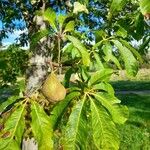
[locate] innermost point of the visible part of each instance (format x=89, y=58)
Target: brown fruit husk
x=52, y=89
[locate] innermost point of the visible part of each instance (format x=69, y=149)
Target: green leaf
x=144, y=6
x=139, y=25
x=107, y=49
x=69, y=26
x=104, y=86
x=58, y=110
x=41, y=127
x=8, y=102
x=81, y=48
x=131, y=63
x=111, y=103
x=98, y=61
x=67, y=77
x=117, y=5
x=14, y=126
x=61, y=19
x=105, y=134
x=132, y=49
x=38, y=36
x=76, y=130
x=102, y=75
x=79, y=8
x=121, y=32
x=50, y=16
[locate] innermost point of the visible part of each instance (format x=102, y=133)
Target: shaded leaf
x=41, y=127
x=76, y=130
x=8, y=102
x=105, y=134
x=38, y=36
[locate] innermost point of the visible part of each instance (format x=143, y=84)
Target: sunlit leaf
x=145, y=6
x=81, y=48
x=111, y=103
x=131, y=63
x=102, y=75
x=132, y=49
x=69, y=26
x=60, y=108
x=76, y=130
x=41, y=127
x=105, y=134
x=116, y=6
x=98, y=61
x=50, y=16
x=79, y=8
x=61, y=18
x=11, y=136
x=105, y=87
x=107, y=49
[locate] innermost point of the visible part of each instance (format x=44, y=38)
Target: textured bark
x=37, y=69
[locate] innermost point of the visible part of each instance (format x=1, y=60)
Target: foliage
x=13, y=64
x=87, y=117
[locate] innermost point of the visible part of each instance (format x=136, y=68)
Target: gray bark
x=37, y=70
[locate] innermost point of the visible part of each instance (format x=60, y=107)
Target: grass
x=135, y=134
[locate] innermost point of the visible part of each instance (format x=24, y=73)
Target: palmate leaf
x=144, y=6
x=105, y=87
x=41, y=127
x=98, y=61
x=102, y=75
x=133, y=50
x=11, y=136
x=131, y=64
x=117, y=5
x=107, y=49
x=105, y=134
x=75, y=134
x=111, y=103
x=81, y=48
x=58, y=110
x=69, y=26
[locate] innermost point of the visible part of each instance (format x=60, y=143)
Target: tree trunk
x=37, y=69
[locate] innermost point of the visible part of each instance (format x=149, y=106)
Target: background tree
x=90, y=102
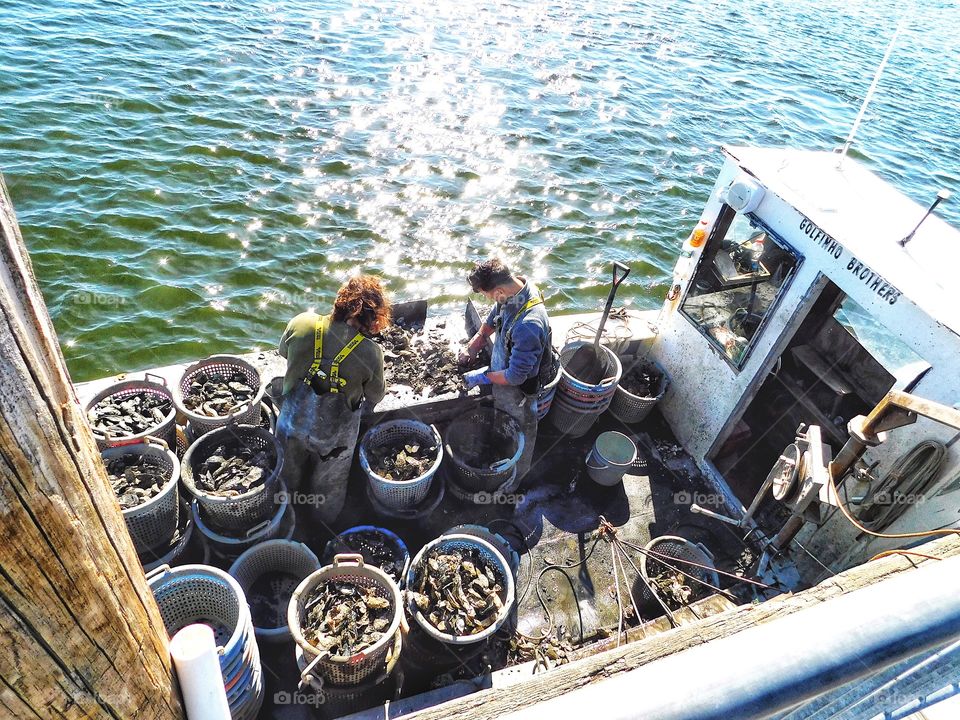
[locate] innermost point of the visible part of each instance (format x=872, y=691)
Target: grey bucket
x=612, y=455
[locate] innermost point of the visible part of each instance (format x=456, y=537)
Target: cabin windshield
x=742, y=272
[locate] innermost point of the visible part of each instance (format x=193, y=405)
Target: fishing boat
x=805, y=443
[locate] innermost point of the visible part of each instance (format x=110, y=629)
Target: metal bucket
x=500, y=566
x=630, y=408
x=223, y=547
x=610, y=457
x=247, y=414
x=342, y=544
x=468, y=435
x=546, y=395
x=673, y=547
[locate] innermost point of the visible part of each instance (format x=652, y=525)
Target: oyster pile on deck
x=402, y=461
x=130, y=415
x=344, y=619
x=458, y=592
x=672, y=588
x=421, y=360
x=135, y=479
x=234, y=471
x=218, y=394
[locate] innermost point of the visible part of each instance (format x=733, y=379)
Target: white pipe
x=194, y=654
x=775, y=666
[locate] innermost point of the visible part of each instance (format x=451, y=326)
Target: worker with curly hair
x=332, y=367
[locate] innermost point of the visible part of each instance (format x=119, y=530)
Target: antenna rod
x=870, y=92
x=941, y=196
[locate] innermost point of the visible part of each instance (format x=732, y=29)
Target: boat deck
x=552, y=520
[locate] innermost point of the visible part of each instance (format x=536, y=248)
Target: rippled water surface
x=188, y=175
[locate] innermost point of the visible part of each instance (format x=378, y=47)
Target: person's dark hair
x=489, y=274
x=363, y=298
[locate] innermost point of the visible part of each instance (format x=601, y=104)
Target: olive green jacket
x=362, y=368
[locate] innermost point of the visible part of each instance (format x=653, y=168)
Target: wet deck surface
x=551, y=520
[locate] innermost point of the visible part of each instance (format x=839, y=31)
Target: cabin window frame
x=725, y=219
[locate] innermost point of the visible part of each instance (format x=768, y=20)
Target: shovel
x=587, y=363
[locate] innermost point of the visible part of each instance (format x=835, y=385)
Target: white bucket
x=612, y=455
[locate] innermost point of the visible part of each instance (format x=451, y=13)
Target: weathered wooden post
x=80, y=634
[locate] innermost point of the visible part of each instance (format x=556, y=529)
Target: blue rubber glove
x=476, y=377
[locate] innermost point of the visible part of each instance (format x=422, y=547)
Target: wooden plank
x=492, y=703
x=80, y=633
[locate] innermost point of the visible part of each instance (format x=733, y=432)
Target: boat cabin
x=809, y=289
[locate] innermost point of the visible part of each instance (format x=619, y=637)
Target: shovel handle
x=625, y=270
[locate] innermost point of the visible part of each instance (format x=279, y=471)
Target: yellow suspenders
x=531, y=303
x=336, y=382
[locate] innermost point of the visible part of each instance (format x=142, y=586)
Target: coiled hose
x=902, y=486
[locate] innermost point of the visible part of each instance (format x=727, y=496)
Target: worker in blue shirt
x=520, y=358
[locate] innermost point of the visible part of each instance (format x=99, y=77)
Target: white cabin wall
x=707, y=394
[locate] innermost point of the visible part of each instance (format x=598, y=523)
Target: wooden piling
x=80, y=633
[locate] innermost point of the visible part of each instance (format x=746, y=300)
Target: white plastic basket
x=293, y=561
x=396, y=494
x=335, y=669
x=240, y=512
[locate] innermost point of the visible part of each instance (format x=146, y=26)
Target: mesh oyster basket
x=228, y=547
x=152, y=524
x=342, y=544
x=396, y=494
x=152, y=385
x=268, y=573
x=473, y=434
x=241, y=512
x=339, y=700
x=577, y=405
x=337, y=669
x=246, y=414
x=492, y=556
x=200, y=594
x=673, y=547
x=630, y=408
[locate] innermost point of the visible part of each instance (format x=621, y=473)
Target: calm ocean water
x=188, y=175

########

▶ WHAT IS EXPECTED: Convert the data above into a JSON array of strings with one string per line and no entries for blank lines, covering the full data. Leave out the picture lines.

▶ FULL RESPONSE:
[
  "[locate] innermost point of the visible part of each instance (format x=89, y=58)",
  "Target: brown fruit husk",
  "x=52, y=89",
  "[locate] innermost point of the visible part of each instance (format x=69, y=149)",
  "Target: green leaf",
  "x=144, y=6",
  "x=139, y=25",
  "x=107, y=49",
  "x=69, y=26",
  "x=104, y=86",
  "x=58, y=110",
  "x=41, y=127",
  "x=8, y=102",
  "x=81, y=48",
  "x=131, y=63",
  "x=111, y=103",
  "x=98, y=61",
  "x=67, y=77",
  "x=117, y=5",
  "x=14, y=126",
  "x=61, y=19",
  "x=105, y=134",
  "x=132, y=49",
  "x=38, y=36",
  "x=76, y=130",
  "x=102, y=75",
  "x=79, y=8",
  "x=121, y=32",
  "x=50, y=16",
  "[locate] innermost point of the visible part of each instance (format x=102, y=133)",
  "Target: shaded leaf",
  "x=41, y=127",
  "x=76, y=130",
  "x=8, y=102",
  "x=105, y=134",
  "x=38, y=36",
  "[locate] innermost point of the visible part of each instance (format x=143, y=84)",
  "Target: sunlit leaf",
  "x=145, y=6",
  "x=81, y=48",
  "x=111, y=103",
  "x=131, y=63",
  "x=102, y=75",
  "x=132, y=49",
  "x=69, y=26",
  "x=60, y=108",
  "x=76, y=130",
  "x=41, y=127",
  "x=105, y=134",
  "x=116, y=6",
  "x=98, y=61",
  "x=50, y=16",
  "x=79, y=8",
  "x=61, y=18",
  "x=11, y=136",
  "x=105, y=87",
  "x=107, y=49",
  "[locate] innermost point of the visible part of each instance (format x=44, y=38)",
  "Target: textured bark",
  "x=37, y=69",
  "[locate] innermost point of the visible part of each instance (format x=1, y=60)",
  "Target: foliage",
  "x=13, y=64",
  "x=87, y=117",
  "[locate] innermost point of the visible part of each instance (format x=136, y=68)",
  "Target: gray bark",
  "x=37, y=70",
  "[locate] innermost point of the visible part of each instance (format x=60, y=107)",
  "Target: grass",
  "x=135, y=134",
  "[locate] innermost point of the visible part of each instance (format x=24, y=73)",
  "Target: palmate leaf",
  "x=144, y=6",
  "x=105, y=87",
  "x=41, y=127",
  "x=98, y=61",
  "x=102, y=75",
  "x=133, y=50",
  "x=11, y=136",
  "x=131, y=64",
  "x=117, y=5",
  "x=107, y=49",
  "x=105, y=134",
  "x=75, y=134",
  "x=111, y=103",
  "x=81, y=48",
  "x=58, y=110",
  "x=69, y=26",
  "[locate] innermost point of the visible part of each instance (format x=60, y=143)",
  "Target: tree trunk",
  "x=37, y=69",
  "[locate] innermost point of the visible part of each instance (format x=149, y=106)",
  "Target: background tree",
  "x=90, y=102",
  "[locate] innermost point of the visible part of each instance (format x=872, y=691)",
  "Target: grey bucket",
  "x=612, y=455",
  "[locate] innermost point of the visible part of each instance (format x=456, y=537)",
  "Target: cabin windshield",
  "x=742, y=272",
  "[locate] innermost point of the visible part of each instance (format x=193, y=405)",
  "Target: fishing boat",
  "x=805, y=443",
  "[locate] innermost point of the visible part of each instance (format x=110, y=629)",
  "Target: metal bucket",
  "x=500, y=566",
  "x=630, y=408",
  "x=223, y=547",
  "x=610, y=457",
  "x=247, y=414",
  "x=342, y=544",
  "x=468, y=435",
  "x=546, y=395",
  "x=673, y=547",
  "[locate] innermost point of the visible part of each instance (format x=652, y=525)",
  "Target: oyster pile on deck",
  "x=402, y=461",
  "x=130, y=415",
  "x=344, y=619",
  "x=458, y=592",
  "x=672, y=588",
  "x=421, y=360",
  "x=135, y=479",
  "x=234, y=471",
  "x=218, y=394",
  "[locate] innermost point of the visible part of each instance (format x=733, y=379)",
  "Target: white pipe",
  "x=194, y=654",
  "x=775, y=666",
  "[locate] innermost point of the visible part of each instance (format x=451, y=326)",
  "Target: worker with curly hair",
  "x=332, y=367",
  "[locate] innermost point of the visible part of each instance (format x=119, y=530)",
  "Target: antenna rod",
  "x=870, y=92",
  "x=941, y=196",
  "[locate] innermost point of the visible part of each instance (format x=732, y=29)",
  "Target: boat deck",
  "x=552, y=520",
  "[locate] innermost point of the visible part of each instance (format x=536, y=248)",
  "Target: rippled water surface",
  "x=188, y=175",
  "[locate] innermost point of the visible part of each instance (format x=378, y=47)",
  "Target: person's dark hair",
  "x=489, y=274",
  "x=363, y=298",
  "[locate] innermost point of the visible part of each instance (format x=601, y=104)",
  "Target: olive green jacket",
  "x=362, y=368",
  "[locate] innermost point of the visible part of each instance (format x=653, y=168)",
  "Target: wet deck surface",
  "x=551, y=520",
  "[locate] innermost point of the visible part of each instance (format x=839, y=31)",
  "Target: cabin window frame",
  "x=725, y=219",
  "[locate] innermost point of the visible part of each instance (format x=768, y=20)",
  "Target: shovel",
  "x=587, y=363",
  "[locate] innermost point of the visible part of each instance (format x=835, y=385)",
  "Target: white bucket",
  "x=612, y=455",
  "[locate] innermost point of the visible part of each instance (format x=451, y=13)",
  "Target: weathered wooden post",
  "x=80, y=634",
  "[locate] innermost point of the visible part of each instance (format x=556, y=529)",
  "Target: blue rubber glove",
  "x=476, y=377",
  "[locate] innermost point of the visible part of each instance (format x=422, y=547)",
  "Target: wooden plank",
  "x=492, y=703",
  "x=80, y=633",
  "[locate] innermost point of the visible part of each instance (format x=733, y=432)",
  "Target: boat cabin",
  "x=809, y=289",
  "[locate] innermost point of the visible part of each instance (format x=619, y=637)",
  "Target: shovel handle",
  "x=625, y=270",
  "[locate] innermost point of the visible part of each instance (format x=279, y=471)",
  "Target: yellow suspenders",
  "x=531, y=303",
  "x=336, y=382",
  "[locate] innermost point of the visible part of each instance (format x=142, y=586)",
  "Target: coiled hose",
  "x=902, y=486",
  "[locate] innermost point of the visible part of each instance (format x=727, y=496)",
  "Target: worker in blue shirt",
  "x=520, y=358",
  "[locate] innermost point of the visible part of each instance (format x=99, y=77)",
  "Target: white cabin wall",
  "x=707, y=394",
  "[locate] innermost point of the visible part of each instance (format x=598, y=523)",
  "Target: wooden piling",
  "x=80, y=633",
  "[locate] innermost point of the visible part of each instance (format x=746, y=300)",
  "Target: white plastic basket",
  "x=293, y=561",
  "x=396, y=494",
  "x=335, y=669",
  "x=240, y=512",
  "[locate] innermost point of the visible part of each instance (format x=146, y=26)",
  "Target: mesh oyster basket",
  "x=228, y=547",
  "x=152, y=524",
  "x=342, y=544",
  "x=396, y=494",
  "x=152, y=385",
  "x=268, y=573",
  "x=473, y=434",
  "x=241, y=512",
  "x=339, y=700",
  "x=577, y=405",
  "x=337, y=669",
  "x=246, y=414",
  "x=492, y=556",
  "x=200, y=594",
  "x=673, y=547",
  "x=630, y=408",
  "[locate] innermost point of the visible part of each instance (format x=621, y=473)",
  "Target: calm ocean water",
  "x=188, y=175"
]